Given instruction:
Would you extract the whole listing below and retype it exactly?
━━━━━ Data extract
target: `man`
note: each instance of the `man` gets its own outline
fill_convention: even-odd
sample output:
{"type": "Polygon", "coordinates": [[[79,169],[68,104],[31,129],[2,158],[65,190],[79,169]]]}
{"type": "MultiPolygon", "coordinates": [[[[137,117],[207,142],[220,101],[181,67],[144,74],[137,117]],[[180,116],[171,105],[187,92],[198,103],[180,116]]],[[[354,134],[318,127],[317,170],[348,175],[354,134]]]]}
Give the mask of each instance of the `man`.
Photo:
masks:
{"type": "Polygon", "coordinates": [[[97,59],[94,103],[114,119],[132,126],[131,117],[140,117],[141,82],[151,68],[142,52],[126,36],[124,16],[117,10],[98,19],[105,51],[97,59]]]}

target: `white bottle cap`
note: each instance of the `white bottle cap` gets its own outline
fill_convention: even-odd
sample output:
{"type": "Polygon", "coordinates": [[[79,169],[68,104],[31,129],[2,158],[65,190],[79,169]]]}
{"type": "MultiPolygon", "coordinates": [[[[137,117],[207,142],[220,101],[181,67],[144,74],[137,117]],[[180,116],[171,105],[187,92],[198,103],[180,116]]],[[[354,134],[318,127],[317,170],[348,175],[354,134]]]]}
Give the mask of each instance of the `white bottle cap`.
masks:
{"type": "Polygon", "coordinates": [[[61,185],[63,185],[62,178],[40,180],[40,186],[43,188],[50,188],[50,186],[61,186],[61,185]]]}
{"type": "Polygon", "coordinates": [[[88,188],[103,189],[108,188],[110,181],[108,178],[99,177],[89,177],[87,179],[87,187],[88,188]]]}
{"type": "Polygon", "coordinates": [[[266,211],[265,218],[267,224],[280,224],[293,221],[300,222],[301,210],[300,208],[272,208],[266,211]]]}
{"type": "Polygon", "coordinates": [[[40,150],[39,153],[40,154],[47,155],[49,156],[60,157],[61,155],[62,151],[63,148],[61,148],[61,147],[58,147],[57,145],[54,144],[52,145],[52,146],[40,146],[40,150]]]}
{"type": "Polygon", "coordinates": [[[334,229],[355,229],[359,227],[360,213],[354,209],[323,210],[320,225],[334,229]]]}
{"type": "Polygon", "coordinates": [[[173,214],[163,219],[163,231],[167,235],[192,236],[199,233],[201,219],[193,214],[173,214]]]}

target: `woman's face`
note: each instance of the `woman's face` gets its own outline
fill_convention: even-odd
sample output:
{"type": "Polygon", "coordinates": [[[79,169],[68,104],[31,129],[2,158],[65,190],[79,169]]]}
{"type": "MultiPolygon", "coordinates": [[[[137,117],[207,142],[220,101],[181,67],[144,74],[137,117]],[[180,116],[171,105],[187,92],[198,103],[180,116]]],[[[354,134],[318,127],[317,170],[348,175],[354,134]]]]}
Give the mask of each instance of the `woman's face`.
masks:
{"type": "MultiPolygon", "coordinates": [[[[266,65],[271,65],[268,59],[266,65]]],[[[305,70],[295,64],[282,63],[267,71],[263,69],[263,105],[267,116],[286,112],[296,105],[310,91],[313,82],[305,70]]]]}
━━━━━━━━━━
Response to the exercise:
target: `man`
note: each instance of the `man` gets its own outline
fill_convention: even-odd
sample output:
{"type": "Polygon", "coordinates": [[[79,169],[68,104],[31,129],[2,158],[65,190],[79,169]]]}
{"type": "MultiPolygon", "coordinates": [[[[137,117],[207,142],[220,101],[181,67],[144,74],[137,117]],[[180,116],[171,105],[187,92],[198,103],[180,116]]],[[[354,134],[318,127],[317,170],[348,175],[354,134]]]]}
Give the mask of each instance of the `man`.
Photo:
masks:
{"type": "Polygon", "coordinates": [[[97,59],[94,103],[114,119],[132,126],[131,117],[140,117],[141,82],[151,68],[142,52],[126,36],[124,16],[117,10],[98,19],[105,51],[97,59]]]}

target: `white bottle cap`
note: each instance of the `white bottle cap` gets its own outline
fill_convention: even-odd
sample output:
{"type": "Polygon", "coordinates": [[[79,169],[68,104],[31,129],[2,158],[65,190],[79,169]]]}
{"type": "MultiPolygon", "coordinates": [[[[137,117],[207,142],[220,101],[181,67],[144,74],[137,117]],[[180,116],[171,105],[187,92],[198,103],[180,116]]],[[[354,134],[318,127],[317,170],[348,175],[354,134]]]]}
Give the mask of each instance of the `white bottle cap`.
masks:
{"type": "Polygon", "coordinates": [[[61,185],[63,185],[62,178],[40,180],[40,186],[43,188],[50,188],[50,186],[61,186],[61,185]]]}
{"type": "Polygon", "coordinates": [[[88,188],[103,189],[108,188],[110,181],[108,178],[99,177],[89,177],[87,179],[87,187],[88,188]]]}
{"type": "Polygon", "coordinates": [[[266,211],[265,218],[267,224],[280,224],[293,221],[300,222],[301,210],[300,208],[272,208],[266,211]]]}
{"type": "Polygon", "coordinates": [[[40,150],[39,153],[40,154],[47,155],[49,156],[60,157],[61,155],[62,151],[63,148],[61,148],[61,147],[58,147],[57,145],[54,144],[52,145],[52,146],[40,146],[40,150]]]}
{"type": "Polygon", "coordinates": [[[334,229],[355,229],[359,227],[360,213],[354,209],[323,210],[320,225],[334,229]]]}
{"type": "Polygon", "coordinates": [[[173,214],[163,219],[163,231],[167,235],[192,236],[199,233],[201,219],[193,214],[173,214]]]}

target: `woman's face`
note: each instance of the `woman's face` gets its own outline
fill_convention: even-odd
sample output:
{"type": "Polygon", "coordinates": [[[79,169],[68,104],[31,129],[2,158],[65,190],[79,169]]]}
{"type": "MultiPolygon", "coordinates": [[[[137,117],[207,142],[220,101],[181,67],[144,74],[137,117]],[[180,116],[171,105],[187,92],[198,103],[180,116]]],[[[354,134],[318,127],[317,170],[348,175],[354,134]]]]}
Give the mask of each instance of the `woman's face`.
masks:
{"type": "MultiPolygon", "coordinates": [[[[266,65],[271,65],[268,59],[266,65]]],[[[305,70],[295,64],[282,63],[267,71],[263,69],[263,105],[267,116],[286,112],[296,105],[310,91],[313,82],[305,70]]]]}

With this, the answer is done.